# Exercise directions
Write out, unchanged, the lines from the one holding "Target: fruit display bin" to the close of the listing. Both the first and last lines belong in it.

# Supplied records

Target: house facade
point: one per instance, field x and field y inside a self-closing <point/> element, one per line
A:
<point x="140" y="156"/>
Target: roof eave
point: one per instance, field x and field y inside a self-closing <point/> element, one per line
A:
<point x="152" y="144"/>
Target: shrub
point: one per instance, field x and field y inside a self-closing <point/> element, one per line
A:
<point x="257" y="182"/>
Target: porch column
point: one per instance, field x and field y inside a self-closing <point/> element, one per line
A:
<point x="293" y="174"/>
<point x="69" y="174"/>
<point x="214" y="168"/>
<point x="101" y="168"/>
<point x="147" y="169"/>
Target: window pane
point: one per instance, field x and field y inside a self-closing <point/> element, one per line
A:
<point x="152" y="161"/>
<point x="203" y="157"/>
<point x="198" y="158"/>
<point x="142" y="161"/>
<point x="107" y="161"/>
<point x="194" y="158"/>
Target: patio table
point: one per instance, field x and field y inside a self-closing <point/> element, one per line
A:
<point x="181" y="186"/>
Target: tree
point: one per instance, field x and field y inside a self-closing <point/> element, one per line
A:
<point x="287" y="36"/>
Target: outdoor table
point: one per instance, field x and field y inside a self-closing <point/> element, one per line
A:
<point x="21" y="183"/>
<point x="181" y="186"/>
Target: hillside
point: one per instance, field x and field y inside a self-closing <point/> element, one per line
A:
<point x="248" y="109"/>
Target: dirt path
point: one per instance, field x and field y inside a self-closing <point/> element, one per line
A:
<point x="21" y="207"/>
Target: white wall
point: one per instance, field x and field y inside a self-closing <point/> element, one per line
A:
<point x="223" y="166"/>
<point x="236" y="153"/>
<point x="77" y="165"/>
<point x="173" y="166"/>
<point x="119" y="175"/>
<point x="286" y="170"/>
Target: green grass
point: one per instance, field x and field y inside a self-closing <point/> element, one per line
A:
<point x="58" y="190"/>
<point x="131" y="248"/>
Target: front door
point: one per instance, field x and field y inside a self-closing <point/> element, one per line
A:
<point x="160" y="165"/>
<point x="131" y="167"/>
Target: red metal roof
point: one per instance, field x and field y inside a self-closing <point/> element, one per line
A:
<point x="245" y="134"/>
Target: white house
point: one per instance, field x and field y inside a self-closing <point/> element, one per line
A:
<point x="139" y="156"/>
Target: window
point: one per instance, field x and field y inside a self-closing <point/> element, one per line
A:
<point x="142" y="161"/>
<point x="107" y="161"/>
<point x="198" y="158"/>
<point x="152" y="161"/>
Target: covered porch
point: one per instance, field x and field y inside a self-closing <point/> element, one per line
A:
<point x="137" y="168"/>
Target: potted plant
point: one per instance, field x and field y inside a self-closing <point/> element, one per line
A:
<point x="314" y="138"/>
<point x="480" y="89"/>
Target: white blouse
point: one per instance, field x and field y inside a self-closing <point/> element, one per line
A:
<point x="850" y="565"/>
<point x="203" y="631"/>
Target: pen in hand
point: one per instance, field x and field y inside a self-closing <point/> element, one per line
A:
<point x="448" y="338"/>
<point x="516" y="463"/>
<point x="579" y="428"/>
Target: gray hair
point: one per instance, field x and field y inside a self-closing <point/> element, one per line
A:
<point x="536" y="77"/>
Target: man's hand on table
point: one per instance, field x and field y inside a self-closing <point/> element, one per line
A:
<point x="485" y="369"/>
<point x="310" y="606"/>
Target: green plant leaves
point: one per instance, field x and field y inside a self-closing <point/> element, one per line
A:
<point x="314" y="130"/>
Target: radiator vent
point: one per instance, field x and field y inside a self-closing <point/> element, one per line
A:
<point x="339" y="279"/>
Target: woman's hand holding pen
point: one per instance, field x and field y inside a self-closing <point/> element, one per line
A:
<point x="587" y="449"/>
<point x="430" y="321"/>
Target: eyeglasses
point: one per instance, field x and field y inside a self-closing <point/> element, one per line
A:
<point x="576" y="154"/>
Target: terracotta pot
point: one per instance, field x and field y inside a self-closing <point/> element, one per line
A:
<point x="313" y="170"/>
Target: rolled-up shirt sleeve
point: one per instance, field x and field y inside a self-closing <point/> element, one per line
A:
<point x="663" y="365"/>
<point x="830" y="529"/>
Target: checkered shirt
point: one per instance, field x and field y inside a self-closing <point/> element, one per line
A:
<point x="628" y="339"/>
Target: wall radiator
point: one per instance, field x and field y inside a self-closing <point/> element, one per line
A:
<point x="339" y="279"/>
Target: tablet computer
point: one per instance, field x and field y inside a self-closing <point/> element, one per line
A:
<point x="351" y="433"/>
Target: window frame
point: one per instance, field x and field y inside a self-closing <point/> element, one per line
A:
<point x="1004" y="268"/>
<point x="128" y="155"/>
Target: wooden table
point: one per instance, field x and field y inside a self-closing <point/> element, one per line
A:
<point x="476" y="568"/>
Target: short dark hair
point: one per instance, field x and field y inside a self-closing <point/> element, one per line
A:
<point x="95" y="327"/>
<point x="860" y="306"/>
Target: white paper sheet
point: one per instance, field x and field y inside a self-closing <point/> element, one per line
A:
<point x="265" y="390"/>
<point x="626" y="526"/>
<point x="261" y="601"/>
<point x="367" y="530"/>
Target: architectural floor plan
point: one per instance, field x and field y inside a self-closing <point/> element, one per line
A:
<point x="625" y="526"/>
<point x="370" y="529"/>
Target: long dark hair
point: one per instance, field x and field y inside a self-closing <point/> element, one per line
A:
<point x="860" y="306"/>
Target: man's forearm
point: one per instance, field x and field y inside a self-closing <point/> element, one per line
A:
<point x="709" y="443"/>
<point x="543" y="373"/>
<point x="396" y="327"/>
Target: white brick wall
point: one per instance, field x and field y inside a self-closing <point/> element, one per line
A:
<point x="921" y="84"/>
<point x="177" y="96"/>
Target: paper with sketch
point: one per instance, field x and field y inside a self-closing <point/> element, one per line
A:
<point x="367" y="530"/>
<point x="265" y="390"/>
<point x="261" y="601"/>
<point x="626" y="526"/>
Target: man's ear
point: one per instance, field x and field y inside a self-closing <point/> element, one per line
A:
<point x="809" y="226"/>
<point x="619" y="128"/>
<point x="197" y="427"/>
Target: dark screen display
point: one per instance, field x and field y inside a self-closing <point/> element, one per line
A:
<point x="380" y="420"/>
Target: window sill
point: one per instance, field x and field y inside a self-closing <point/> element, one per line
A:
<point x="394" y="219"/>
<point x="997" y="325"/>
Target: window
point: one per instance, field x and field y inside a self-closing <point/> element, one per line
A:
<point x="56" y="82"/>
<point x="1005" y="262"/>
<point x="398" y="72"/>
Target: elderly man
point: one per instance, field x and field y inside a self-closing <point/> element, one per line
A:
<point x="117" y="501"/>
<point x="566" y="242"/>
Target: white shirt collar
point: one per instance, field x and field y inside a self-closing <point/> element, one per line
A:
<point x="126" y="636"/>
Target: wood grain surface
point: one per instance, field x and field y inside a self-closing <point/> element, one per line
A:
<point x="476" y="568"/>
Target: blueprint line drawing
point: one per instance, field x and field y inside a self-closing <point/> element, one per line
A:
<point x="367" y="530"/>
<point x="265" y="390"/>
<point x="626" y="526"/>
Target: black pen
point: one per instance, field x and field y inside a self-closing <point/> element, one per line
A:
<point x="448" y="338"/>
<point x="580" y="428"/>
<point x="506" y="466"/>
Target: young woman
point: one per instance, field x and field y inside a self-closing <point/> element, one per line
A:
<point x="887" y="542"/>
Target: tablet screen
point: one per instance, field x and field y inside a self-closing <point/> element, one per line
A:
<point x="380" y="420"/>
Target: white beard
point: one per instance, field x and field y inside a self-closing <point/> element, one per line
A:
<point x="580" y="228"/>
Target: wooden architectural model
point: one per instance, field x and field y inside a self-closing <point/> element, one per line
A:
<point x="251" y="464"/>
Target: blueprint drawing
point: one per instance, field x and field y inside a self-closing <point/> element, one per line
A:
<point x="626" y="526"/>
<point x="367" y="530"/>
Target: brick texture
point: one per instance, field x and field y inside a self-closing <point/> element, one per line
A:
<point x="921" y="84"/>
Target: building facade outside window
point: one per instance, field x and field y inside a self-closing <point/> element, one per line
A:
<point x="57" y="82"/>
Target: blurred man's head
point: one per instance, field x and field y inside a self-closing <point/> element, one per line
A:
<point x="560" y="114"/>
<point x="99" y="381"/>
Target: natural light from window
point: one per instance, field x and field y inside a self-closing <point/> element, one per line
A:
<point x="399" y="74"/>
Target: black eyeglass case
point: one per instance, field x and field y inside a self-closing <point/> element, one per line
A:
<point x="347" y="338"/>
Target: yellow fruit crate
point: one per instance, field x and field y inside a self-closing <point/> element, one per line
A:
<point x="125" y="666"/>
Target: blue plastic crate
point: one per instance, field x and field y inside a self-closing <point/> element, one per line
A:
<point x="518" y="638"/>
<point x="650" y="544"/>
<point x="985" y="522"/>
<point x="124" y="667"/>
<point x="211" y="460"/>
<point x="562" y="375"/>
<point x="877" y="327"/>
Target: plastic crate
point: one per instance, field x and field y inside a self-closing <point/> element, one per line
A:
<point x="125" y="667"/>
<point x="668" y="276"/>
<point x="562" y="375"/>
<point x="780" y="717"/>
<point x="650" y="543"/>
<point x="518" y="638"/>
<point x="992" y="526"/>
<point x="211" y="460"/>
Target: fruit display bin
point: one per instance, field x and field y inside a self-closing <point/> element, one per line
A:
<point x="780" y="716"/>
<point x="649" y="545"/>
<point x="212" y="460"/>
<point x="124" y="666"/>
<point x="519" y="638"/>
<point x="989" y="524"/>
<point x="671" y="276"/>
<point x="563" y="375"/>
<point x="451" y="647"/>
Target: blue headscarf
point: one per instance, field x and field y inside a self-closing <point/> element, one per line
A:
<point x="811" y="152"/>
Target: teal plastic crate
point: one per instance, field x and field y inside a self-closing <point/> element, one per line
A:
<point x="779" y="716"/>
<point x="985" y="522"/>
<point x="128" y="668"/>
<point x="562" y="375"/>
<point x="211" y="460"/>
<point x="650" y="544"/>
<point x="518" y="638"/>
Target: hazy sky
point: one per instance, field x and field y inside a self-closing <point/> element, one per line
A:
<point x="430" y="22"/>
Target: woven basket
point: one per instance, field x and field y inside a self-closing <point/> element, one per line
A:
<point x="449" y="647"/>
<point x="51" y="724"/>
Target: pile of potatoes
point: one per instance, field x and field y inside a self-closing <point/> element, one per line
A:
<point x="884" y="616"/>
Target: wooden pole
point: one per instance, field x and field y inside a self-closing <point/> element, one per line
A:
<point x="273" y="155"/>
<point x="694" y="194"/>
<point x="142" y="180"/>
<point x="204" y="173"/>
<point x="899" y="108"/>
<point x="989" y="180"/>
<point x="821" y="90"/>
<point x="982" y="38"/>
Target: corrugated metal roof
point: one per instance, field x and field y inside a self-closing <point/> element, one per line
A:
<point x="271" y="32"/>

# Output for this task
Target: fruit display bin
point: one per instance, field x and field y inside a self-closing <point/> element, one per line
A:
<point x="780" y="716"/>
<point x="649" y="545"/>
<point x="212" y="460"/>
<point x="124" y="666"/>
<point x="519" y="638"/>
<point x="989" y="524"/>
<point x="671" y="276"/>
<point x="563" y="375"/>
<point x="451" y="647"/>
Target: blue headscarf
point: one per instance, field x and field y inside a self-closing <point/> element, one per line
A:
<point x="811" y="152"/>
Target: teal plastic crate
point: one per instance, field x and field y inside a self-closing <point/> element, one per line
A:
<point x="779" y="716"/>
<point x="985" y="522"/>
<point x="128" y="668"/>
<point x="562" y="375"/>
<point x="211" y="460"/>
<point x="650" y="544"/>
<point x="518" y="638"/>
Target: hazy sky
point: one per instance, field x and field y inside a self-closing <point/> element, one per line
A:
<point x="430" y="22"/>
Target: woven basket
point: one per instance, field x and field y inside a self-closing <point/> element, one per line
A:
<point x="449" y="647"/>
<point x="51" y="724"/>
Target: pile of potatoes
point: one per instance, field x and field y inside a self-closing <point/> element, one per line
A:
<point x="884" y="616"/>
Target: wooden pole
point: one per instance, field x and field y inside a self-closing <point/> element, one per line
A:
<point x="273" y="155"/>
<point x="694" y="194"/>
<point x="142" y="180"/>
<point x="204" y="173"/>
<point x="899" y="108"/>
<point x="989" y="180"/>
<point x="821" y="90"/>
<point x="982" y="38"/>
Target: corrugated metal roof
point: one per instance, field x and field y inside a self-closing <point/> element, one per line
A:
<point x="271" y="32"/>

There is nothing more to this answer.